> _SHORT EXERCISE 1_:
Extract the part of the job monitoring page that starts with "QoSMaxNodePerUserLimit The maximum" and goes on through "get a priority.", and copy it without changes.

> _DOCUMENT SEGMENT_:
-=-=-=-=-

Skip to content

Job monitoring

squeue

squeue provides information about jobs in the Slurm scheduling queue and is best used for viewing jobs and job step information for active jobs.

It is possible to only display the information for your current jobs (or a specific user) by using: squeue -u <username>

To display the job ID and the working directory where a current job was submitted:

squeue -u <username> -o "%A %Z"

squeue has many other useful options, complete details can be found running squeue --help, man squeue. For example the following command will display details about each queued job, sorted by priority:

 squeue -o "%.12Q %.10i %.8j %.8u %.15a %.12l %.19S %.4D %.4C %.12v %r" --state=PD -S "-p" 

The “START_TIME” given by squeue is an estimate by the scheduler, based on the current jobs in the queue. The addition of new high-priority jobs or jobs ending earlier than expected alter this time, therefore this estimated start time is extremely unreliable.

Job reason codes

Code Meaning
InvalidQoS The job's QoS is invalid (does not exist).
QoSNotAllowed The job is not allowed to run on that QoS.
PartitionNodeLimit The number of nodes required by this job is outside of it's partitions current limits. Can also indicate that required nodes are DOWN or DRAINED.
PartitionTimeLimit The job's time limit exceeds it's partition's current time limit.
Priority One or more higher priority jobs exist for this partition or advanced reservation.
QoSJobLimit The job's QoS has reached its maximum job count.
QoSResourceLimit The job's QoS has reached some resource limit.
QoSTimeLimit The job's QoS has reached its time limit.
QoSGrpNodeLimit The job's QoS has reached the maximum number of nodes. No free nodes are available within this QoS.
QoSGrpCpuLimit The job's QoS has reached the maximum number of available CPUs. No free CPUs are available within this QoS.
QoSMaxNodePerUserLimit The maximum number of nodes allowed per user has been reached in that QoS. No free nodes are available for the user.
Resources The job is waiting for resources to become available
None There are so many jobs waiting that the requested job cannot even get a priority.

-=-=-=-=-

> _PROVIDED RECORDS_:

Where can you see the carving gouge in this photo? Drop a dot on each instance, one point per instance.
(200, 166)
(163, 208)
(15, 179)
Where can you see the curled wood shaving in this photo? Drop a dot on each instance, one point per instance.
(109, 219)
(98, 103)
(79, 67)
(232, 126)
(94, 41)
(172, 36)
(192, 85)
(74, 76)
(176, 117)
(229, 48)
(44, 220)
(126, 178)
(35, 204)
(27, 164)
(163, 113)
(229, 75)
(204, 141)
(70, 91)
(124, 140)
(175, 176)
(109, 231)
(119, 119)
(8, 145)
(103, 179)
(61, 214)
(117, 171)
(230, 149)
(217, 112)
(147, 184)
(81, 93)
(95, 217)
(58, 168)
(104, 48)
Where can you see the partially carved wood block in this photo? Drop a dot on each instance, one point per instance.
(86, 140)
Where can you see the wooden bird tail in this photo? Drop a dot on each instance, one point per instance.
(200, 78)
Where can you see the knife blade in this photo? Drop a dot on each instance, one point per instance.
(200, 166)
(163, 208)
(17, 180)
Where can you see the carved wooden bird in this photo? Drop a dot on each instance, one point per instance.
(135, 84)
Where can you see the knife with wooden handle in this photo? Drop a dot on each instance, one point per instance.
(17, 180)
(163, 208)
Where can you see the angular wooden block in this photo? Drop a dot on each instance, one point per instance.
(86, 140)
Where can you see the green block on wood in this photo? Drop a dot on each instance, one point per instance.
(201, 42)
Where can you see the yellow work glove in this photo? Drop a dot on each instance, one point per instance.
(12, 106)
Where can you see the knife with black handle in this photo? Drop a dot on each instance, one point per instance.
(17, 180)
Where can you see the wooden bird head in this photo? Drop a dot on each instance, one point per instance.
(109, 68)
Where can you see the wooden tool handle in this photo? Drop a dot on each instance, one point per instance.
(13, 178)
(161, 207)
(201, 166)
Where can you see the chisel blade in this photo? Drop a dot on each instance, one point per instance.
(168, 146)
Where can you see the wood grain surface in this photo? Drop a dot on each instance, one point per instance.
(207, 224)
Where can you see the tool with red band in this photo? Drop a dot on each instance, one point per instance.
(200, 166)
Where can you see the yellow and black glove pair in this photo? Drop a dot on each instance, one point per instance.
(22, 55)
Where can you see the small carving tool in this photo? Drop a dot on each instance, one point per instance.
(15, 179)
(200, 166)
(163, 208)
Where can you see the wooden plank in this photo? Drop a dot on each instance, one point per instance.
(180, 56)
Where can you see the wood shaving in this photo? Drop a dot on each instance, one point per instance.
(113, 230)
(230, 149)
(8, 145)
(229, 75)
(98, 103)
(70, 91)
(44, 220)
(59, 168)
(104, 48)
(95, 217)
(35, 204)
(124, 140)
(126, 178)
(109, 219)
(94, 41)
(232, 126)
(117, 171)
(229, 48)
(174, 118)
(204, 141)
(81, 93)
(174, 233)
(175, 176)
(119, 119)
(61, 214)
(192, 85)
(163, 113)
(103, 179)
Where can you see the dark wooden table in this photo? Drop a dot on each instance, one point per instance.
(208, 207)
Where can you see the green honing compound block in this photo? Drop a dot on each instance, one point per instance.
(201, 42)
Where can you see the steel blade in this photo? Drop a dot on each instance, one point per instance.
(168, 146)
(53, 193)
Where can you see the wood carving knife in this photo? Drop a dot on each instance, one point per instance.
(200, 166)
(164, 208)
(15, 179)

-=-=-=-=-

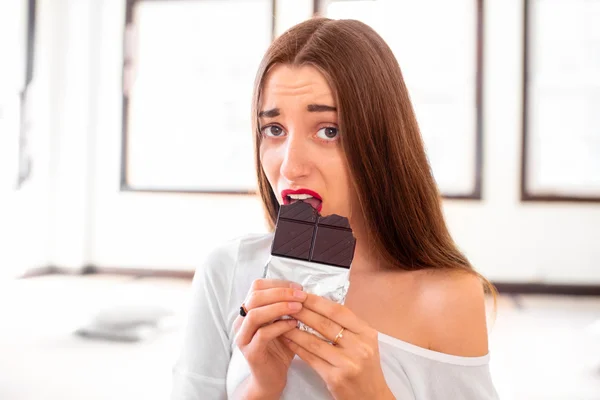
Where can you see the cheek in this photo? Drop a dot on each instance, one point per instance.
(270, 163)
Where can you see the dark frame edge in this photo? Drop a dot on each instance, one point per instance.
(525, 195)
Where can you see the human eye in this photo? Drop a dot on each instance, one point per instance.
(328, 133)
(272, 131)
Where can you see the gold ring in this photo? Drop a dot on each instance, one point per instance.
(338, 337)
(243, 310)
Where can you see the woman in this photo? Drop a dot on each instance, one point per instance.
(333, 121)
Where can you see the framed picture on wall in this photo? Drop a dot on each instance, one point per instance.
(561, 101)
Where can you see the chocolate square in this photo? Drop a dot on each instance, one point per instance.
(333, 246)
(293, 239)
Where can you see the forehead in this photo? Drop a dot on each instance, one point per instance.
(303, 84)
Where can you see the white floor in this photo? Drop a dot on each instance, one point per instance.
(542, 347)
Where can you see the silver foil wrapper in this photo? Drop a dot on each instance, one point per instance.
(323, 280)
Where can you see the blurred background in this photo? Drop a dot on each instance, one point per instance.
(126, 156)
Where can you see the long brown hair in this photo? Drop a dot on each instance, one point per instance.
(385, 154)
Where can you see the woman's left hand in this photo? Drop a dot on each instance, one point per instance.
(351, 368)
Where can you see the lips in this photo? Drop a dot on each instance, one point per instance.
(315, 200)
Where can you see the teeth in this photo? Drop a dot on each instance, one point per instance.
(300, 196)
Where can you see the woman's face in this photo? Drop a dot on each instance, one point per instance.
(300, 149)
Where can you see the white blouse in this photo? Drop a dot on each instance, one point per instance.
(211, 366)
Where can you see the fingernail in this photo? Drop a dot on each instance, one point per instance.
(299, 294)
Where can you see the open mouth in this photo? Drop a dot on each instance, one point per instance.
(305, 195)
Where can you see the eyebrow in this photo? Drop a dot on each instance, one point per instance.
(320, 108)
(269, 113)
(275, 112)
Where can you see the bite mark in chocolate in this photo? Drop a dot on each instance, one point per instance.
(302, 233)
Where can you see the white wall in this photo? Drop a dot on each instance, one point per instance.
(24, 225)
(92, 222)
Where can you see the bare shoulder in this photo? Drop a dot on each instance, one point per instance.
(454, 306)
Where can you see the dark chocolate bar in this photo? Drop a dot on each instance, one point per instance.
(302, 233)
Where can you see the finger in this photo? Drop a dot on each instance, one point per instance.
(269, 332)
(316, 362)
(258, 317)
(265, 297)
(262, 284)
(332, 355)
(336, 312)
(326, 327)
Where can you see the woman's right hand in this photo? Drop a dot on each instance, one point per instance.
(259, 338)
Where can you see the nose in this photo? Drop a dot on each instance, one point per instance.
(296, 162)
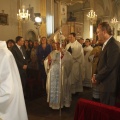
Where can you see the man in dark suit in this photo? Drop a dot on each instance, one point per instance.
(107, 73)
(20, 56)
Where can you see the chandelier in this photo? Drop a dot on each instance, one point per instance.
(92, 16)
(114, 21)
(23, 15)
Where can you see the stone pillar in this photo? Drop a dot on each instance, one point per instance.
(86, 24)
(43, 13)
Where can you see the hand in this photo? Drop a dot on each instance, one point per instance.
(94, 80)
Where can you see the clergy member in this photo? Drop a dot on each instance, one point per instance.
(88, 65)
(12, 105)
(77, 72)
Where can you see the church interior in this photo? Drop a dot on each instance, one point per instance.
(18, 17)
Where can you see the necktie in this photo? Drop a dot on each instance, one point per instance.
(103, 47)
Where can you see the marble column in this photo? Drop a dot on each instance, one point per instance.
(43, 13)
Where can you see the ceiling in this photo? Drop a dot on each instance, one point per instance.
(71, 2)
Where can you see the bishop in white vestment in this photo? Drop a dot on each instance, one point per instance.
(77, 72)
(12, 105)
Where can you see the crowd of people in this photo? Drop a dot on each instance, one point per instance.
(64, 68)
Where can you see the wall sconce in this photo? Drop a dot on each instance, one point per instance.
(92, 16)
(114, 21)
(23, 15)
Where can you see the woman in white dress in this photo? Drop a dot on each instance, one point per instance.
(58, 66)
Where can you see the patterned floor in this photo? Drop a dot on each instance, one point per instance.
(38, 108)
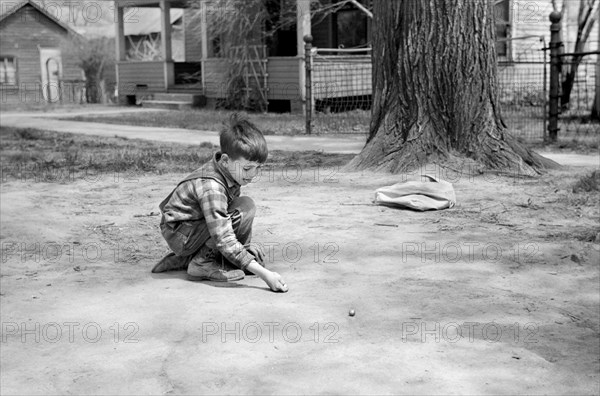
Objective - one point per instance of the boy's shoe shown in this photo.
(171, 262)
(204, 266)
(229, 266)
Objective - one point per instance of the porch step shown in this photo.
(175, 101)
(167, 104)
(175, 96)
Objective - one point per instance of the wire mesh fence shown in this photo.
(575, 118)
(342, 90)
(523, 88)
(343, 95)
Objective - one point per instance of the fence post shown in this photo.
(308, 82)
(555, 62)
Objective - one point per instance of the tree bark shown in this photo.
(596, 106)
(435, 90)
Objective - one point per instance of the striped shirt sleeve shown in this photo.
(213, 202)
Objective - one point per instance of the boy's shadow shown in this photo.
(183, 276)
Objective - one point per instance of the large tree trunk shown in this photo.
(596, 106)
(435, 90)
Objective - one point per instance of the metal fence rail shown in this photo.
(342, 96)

-=-=-=-=-

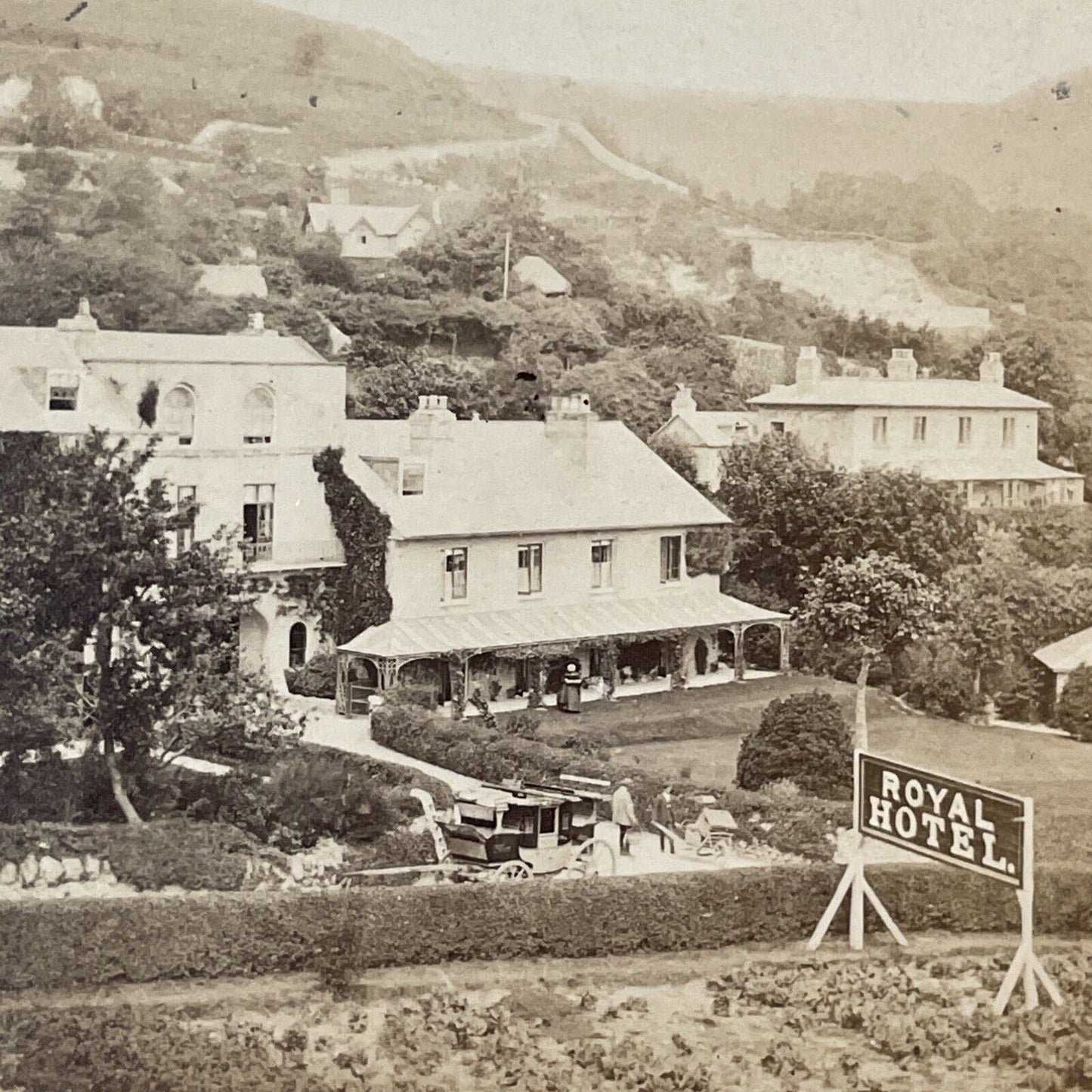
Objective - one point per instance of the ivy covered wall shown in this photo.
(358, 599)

-=-=-=-=-

> _SHORT EXERCISE 2_:
Show every row that contains the string "glove".

> _EXPECTED ANSWER 1_:
QoSMaxNodePerUserLimit The maximum number of nodes allowed per user has been reached in that QoS. No free nodes are available for the user.
Resources The job is waiting for resources to become available
None There are so many jobs waiting that the requested job cannot even get a priority.

> _EXPECTED ANSWER 2_:
Where can you see the yellow work glove in this photo? Drop a dot on each instance, one point per instance.
Where can you see the yellow and black glove pair in this photo? Drop a dot on each instance, one point per instance.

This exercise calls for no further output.